WHAT IS ASKED: Reproduce every one of the rows below word for word, without changing anything.

___ SUPPLIED INFORMATION

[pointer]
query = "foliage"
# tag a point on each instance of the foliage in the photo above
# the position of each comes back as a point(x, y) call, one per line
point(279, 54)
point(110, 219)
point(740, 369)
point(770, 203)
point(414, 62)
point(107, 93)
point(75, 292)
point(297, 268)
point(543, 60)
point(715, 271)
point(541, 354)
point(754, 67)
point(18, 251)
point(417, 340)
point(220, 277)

______

EXERCISE OUTPUT:
[pointer]
query = "foliage"
# tag a point on each instance of the foliage in the photo above
# the position of each comes back as a point(x, y) call, one per line
point(279, 54)
point(110, 219)
point(740, 369)
point(770, 203)
point(414, 62)
point(107, 93)
point(75, 292)
point(297, 268)
point(543, 60)
point(715, 271)
point(541, 354)
point(754, 67)
point(18, 251)
point(417, 340)
point(220, 277)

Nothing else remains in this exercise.